• _WHAT YOU ARE ASKED TO DO_:
Format the part that opens with the line containing "of the thick" and closes with the line containing "<point>295,639</point>" as a two-column CSV with the headers input and output. Give one row per instruction line with its following point lines, and put each value in a single quoted field with line breaks turned into spaces.

Records from a data source
┄┄┄┄┄┄┄┄┄┄┄┄┄┄┄┄┄┄┄┄

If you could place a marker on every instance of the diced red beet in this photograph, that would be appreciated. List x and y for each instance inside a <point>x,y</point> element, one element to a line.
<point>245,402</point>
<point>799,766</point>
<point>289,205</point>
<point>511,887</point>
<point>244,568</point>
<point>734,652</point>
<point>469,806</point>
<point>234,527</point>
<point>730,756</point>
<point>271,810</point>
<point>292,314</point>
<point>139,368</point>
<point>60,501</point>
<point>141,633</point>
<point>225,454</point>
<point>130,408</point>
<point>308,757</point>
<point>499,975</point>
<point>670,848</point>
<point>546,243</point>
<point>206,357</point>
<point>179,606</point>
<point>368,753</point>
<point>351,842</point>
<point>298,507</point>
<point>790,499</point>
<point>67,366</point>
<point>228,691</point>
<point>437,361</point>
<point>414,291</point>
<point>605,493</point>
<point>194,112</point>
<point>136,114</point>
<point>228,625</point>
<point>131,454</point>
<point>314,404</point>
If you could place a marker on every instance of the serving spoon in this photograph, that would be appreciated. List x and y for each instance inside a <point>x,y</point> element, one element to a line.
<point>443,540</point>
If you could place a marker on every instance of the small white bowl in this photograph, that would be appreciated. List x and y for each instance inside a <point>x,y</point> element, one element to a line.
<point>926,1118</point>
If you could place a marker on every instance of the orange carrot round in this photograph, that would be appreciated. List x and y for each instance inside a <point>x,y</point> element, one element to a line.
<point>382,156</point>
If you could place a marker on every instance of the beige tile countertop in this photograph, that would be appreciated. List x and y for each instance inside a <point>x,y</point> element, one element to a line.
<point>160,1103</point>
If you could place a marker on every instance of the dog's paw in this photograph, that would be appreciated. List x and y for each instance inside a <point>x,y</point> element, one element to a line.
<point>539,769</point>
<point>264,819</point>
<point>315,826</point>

┄┄┄┄┄┄┄┄┄┄┄┄┄┄┄┄┄┄┄┄

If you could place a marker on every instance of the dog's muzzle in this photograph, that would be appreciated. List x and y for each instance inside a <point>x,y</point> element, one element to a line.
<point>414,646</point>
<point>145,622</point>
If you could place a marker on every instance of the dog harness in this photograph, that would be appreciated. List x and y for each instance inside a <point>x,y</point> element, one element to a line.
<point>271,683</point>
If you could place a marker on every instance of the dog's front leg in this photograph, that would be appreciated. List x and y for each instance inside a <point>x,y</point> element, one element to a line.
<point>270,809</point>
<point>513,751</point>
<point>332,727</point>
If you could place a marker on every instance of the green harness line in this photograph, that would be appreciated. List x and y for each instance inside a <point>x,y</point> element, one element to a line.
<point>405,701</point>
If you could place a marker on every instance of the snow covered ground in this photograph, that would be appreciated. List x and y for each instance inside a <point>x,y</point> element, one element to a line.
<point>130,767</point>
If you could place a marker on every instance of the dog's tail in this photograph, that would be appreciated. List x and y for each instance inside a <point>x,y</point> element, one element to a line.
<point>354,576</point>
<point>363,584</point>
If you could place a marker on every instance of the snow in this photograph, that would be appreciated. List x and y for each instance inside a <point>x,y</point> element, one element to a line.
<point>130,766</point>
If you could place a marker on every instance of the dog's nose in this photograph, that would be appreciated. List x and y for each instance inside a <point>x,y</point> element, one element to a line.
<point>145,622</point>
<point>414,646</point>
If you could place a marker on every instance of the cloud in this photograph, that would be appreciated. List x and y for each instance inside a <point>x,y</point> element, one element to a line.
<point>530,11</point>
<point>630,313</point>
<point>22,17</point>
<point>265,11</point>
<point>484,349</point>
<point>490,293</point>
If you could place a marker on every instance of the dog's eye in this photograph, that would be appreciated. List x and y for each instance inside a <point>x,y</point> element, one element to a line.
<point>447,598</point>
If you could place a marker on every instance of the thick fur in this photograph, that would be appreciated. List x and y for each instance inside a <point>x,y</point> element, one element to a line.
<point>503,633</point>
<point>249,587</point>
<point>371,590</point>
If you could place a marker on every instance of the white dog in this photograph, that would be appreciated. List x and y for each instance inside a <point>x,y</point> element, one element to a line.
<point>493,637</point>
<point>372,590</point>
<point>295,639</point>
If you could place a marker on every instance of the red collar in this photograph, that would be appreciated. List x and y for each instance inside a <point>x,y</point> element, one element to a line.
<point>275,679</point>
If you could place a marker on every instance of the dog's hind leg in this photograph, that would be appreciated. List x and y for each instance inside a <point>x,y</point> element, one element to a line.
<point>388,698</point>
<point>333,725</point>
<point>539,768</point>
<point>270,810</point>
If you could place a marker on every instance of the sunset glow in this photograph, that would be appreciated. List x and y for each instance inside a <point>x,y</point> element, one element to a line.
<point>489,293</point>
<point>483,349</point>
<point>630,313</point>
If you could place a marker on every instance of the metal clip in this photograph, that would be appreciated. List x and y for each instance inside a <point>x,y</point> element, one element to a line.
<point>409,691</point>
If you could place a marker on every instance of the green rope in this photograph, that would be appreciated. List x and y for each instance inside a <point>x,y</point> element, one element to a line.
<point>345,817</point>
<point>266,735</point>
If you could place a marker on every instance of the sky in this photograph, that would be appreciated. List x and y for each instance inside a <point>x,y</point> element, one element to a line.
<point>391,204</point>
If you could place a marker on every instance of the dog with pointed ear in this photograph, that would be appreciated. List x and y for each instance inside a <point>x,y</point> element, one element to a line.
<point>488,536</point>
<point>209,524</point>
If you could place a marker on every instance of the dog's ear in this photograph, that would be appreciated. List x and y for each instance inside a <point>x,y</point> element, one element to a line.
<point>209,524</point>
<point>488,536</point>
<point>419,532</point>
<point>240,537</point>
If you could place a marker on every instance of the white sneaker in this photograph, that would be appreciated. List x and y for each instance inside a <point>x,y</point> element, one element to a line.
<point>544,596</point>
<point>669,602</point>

┄┄┄┄┄┄┄┄┄┄┄┄┄┄┄┄┄┄┄┄

• _CORRECT RESULT_:
input,output
"If you could place a marker on every instance of the thick fur in this photograph, that would be appreciated. List x and y for each instance inside a <point>x,y</point> element, one element to a line.","<point>503,633</point> <point>249,587</point> <point>371,590</point>"
"If you could place a marker on every instance of the white dog in this photograph, that would be appreciated. List x and y for each instance inside a <point>x,y</point> element, one element to a line.","<point>493,637</point> <point>372,590</point> <point>295,639</point>"